# [Gestellte Aufgabe A]
Nennen Sie sämtliche Personen, die im Textauszug über Bernhard Vogel mit Vor- und Nachnamen genannt werden.
# [Gestellte Aufgabe B]
Schreiben Sie den Textauszug über Bernhard Vogels Zeit als Ministerpräsident von Thüringen im Anschluss an seinen letzten Satz weiter.

# [Textauszug]
============================================================
Der Anruf von Helmut Kohl soll Bernhard Vogel in einer Münchner Gaststätte erreicht haben: "Bernd, es geht nicht anders. Du musst das machen in Erfurt." Und Vogel, damals Vorsitzender der CDU-nahen Konrad-Adenauer-Stiftung, machte sich am 27. Januar 1992 umgehend auf nach Erfurt. Angeblich soll er nicht einmal eine Zahnbürste dabei gehabt haben.
Grund war, dass in Thüringen der glücklose Josef Duchac gerade als Ministerpräsident zurückgetreten und die CDU heillos zerstritten war. Vogel kam nicht ohne Vorwissen. Er kannte die DDR, die er elf Mal besucht hatte, darunter mehrmals auch Thüringen. Politisch war er sehr erfahren, hatte von 1976 bis 1988 als Ministerpräsident Rheinland-Pfalz geführt und dabei mehrfach Wahlen gewonnen.
Von Hauruck-Aktion zur absoluten Mehrheit in Thüringen
So wählte der Thüringer Landtag den gebürtigen Göttinger und neuen Thüringer Hoffnungsträger schon am 5. Februar 1992 zum Ministerpräsidenten. Damit führte der promovierte Vogel, der ursprünglich lieber Professor werden wollte, eine CDU-FDP-Regierung. 1994, nachdem die FDP an der Fünf-Prozent-Hürde gescheitert war, schloss Vogel eine Koalition mit der SPD in Thüringen. Seine Regierungszeit wurde dabei so erfolgreich, dass er 1999 bei der Landtagswahl mit der CDU 51 Prozent der Stimmen und so die absolute Mehrheit holte. Es war wohl der Höhepunkt seiner Macht in Thüringen.
Vogel, der "Landesvater" in Thüringen
Vielen Thüringern wurde Vogel durch seine von ihm eingeführten Kreisbereisungen und Betriebsbesuche bekannt. Auch wegen seiner Bodenständigkeit und Nahbarkeit erlangte Vogel schnell eine große Popularität und verkörperte den "Landesvater". Zudem betonte er immer wieder die Thüringer Identität.
============================================================
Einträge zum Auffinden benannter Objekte
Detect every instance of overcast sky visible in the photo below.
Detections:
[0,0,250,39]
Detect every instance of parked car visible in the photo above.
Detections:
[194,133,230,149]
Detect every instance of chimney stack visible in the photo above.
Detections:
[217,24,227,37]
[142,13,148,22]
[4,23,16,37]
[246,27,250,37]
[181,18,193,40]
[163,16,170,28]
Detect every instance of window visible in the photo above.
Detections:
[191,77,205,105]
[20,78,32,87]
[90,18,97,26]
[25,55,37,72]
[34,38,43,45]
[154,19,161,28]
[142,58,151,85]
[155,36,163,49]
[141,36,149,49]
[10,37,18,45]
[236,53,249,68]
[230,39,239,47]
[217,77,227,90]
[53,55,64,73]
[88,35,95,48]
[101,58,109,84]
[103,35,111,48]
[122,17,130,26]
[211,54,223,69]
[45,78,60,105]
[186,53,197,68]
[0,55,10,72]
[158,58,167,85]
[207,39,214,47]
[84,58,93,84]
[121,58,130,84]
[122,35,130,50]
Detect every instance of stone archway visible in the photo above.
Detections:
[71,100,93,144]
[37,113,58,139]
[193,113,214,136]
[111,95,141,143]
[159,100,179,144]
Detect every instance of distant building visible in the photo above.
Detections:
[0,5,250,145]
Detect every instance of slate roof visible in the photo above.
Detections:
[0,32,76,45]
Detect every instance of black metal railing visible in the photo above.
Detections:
============================================================
# [Lösung der Aufgabe A]
Helmut Kohl, Bernhard Vogel, Josef Duchac

# [Lösung der Aufgabe B]
Die erste richtige politische Krise wurde die Schließung des Kalibergbaus in Bischofferode im Eichsfeld. Der Hungerstreik im Sommer 1993 erlangte bundesweites Aufsehen. "Ich habe die hässliche Fratze des Kapitalismus gesehen", sagte Vogel erschüttert. Es gelang ihm nicht, den Kalibergbau zu erhalten.
Die Ministerpräsidenten von Thüringen seit 1990:
Josef Duchac (CDU): 1990 - 1992
Bernhard Vogel (CDU): 1992 - 2003
Dieter Althaus (CDU): 2003 - 2009
Christine Lieberknecht (CDU): 2009 - 2014
Bodo Ramelow (Linke): 2014 - 2020
Thomas Kemmerich (FDP): 2020 (28 Tage)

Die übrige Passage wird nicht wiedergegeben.